▶ DIRECTION 1
Identify every line of the records that contains the word "brown", and copy each of those lines.

## BEGIN PAGE EXTRACT

05 May 2010

The Thick of It: environment minister version

Environment minister Charlene Johnson.

Think Nicola Murray but without the gravitas.

The province’s environment minister might still be wrestling to find a way to deal with a tire recycling program.  Her only solution to the piles of tires thus far has been shipping them to Quebec for burning.

Johnson might be struggling to sort out the waste management strategy she and her cabinet colleagues photocopied in 2007 from their Liberal predecessors’ version from 2002. 

Yes, friends they just pushed back all the implementation dates by a decade.

Charlene and her colleagues may have buggered up the Abitibi expropriation such that the public is on the hook for cleaning up three of five sites needing remediation.

The sustainable development act may be lost under someone’s desk.

But Charlene knows what it is to be a minister responsible for protecting the environment.

Consider her comments about calls for greater protection for woodland caribou, creatures she has under her jurisdiction:

"I know there [are] calls to have no harvesting at all within the core areas and the buffer areas, but then there would be no logging industry," Johnson told CBC News.

So there’ll be $15 million of study. That’s despite the fact that a decade-old study by government scientists showed that logging within nine kilometres of caribou can seriously affect the animal’s behaviour.

And in her latest round, Johnson thought a bottled water ban in provincial government offices was risible.

Yes, gentle readers, she didn’t just give a straightforward answer.  Charlene thought that ridiculing the New Democrat leader was the right way to go:

Mr. Speaker, I have to say I am absolutely shocked. We are dealing with an oil spill in Louisiana. We have all kinds of fishery issues that have been before the House. There are health issues, there are other issues in environment and I am getting asked questions about banning bottled water in government -

It is not to say that we do not take the issue seriously, Mr. Speaker, but I would certainly suggest that there are a lot of other issues, particularly in the environment that we can address.

Mr. Speaker, I just had a scan around government the other day. There are offices where meetings are held in government that there are no sinks. So, what is she proposing that we do not have anything to drink?

At the very least, we should all be thankful.

Thankful, that is, because even if Charlene is confused about what ocean it is that sits offshore (Hint:  it isn’t the Gulf of Mexico), then at the very least, Charlene knows that compared to the crap-load of major policy issues that have been sitting on her desk for years without any serious attention, bottled water in government isn’t actually the most pressing issue.

That is, not the most pressing even if it would be probably the easiest one of that back-log for her to deal with.


BTDTGTTS Update:  As someone reminded your humble and now increasingly forgetful e-scribbler, Newfoundland and Labrador already had a ministry like Nicola’s with her “fourth sector” initiative.  We still do.

It’s called the minister responsible for Penny Rowe, errr, the volunteer sector, currently run by Dave Denine.  The first minister responsible for liaising with Penny used to rattle on about the fourth sector, which is a term penny used to use all the time.

## END PAGE EXTRACT

▶ DIRECTION 2
From the post about the environment minister, reproduce the stretch from "The Thick of" through "Quebec for burning." word for word.

## BEGIN PROVIDED INFORMATION

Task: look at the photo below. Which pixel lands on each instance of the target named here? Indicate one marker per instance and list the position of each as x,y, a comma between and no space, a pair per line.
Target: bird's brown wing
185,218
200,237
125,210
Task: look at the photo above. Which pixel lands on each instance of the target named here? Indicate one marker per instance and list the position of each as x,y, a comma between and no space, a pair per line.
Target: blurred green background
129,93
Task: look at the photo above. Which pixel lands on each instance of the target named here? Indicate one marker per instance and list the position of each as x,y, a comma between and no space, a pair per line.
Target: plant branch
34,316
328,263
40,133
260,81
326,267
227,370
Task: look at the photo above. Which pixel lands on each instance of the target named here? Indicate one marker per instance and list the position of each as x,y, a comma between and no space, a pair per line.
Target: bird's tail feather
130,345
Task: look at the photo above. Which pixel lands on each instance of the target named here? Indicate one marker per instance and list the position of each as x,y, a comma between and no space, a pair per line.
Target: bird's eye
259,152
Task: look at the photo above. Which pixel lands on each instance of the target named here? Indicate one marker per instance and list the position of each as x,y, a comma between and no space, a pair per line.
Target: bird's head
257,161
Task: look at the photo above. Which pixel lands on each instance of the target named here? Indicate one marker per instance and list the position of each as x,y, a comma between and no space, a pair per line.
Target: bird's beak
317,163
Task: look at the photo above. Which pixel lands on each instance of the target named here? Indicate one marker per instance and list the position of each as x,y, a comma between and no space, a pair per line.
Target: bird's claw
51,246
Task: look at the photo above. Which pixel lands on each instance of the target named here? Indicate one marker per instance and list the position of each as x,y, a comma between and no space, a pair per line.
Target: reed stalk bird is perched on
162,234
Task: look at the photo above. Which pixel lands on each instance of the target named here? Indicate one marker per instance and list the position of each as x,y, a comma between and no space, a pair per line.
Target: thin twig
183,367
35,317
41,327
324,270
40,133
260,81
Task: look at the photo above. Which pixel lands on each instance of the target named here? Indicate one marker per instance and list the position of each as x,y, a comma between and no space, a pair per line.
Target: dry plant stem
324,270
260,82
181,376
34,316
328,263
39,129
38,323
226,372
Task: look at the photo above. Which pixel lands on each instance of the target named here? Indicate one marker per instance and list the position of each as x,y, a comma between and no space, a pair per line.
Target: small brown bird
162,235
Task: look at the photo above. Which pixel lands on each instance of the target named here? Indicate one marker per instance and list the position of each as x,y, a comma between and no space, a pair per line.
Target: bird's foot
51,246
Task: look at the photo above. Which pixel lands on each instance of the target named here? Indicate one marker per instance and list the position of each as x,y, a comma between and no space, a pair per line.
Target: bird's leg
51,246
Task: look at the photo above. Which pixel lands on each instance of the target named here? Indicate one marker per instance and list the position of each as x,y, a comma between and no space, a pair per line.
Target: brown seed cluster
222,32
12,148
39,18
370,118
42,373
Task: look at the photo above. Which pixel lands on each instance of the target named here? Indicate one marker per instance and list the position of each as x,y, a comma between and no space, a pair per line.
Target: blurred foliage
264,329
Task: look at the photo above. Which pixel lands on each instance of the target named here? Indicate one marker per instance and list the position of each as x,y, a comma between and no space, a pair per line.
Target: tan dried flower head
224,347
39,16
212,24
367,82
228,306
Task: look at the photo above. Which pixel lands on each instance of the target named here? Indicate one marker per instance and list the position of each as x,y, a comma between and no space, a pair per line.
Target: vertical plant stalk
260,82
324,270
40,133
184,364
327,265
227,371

## END PROVIDED INFORMATION

▶ RESULT 1
Target: bird's brown wing
Target: small brown bird
Target: brown seed cluster

▶ RESULT 2
The Thick of It: environment minister version

Environment minister Charlene Johnson.

Think Nicola Murray but without the gravitas.

The province’s environment minister might still be wrestling to find a way to deal with a tire recycling program.  Her only solution to the piles of tires thus far has been shipping them to Quebec for burning.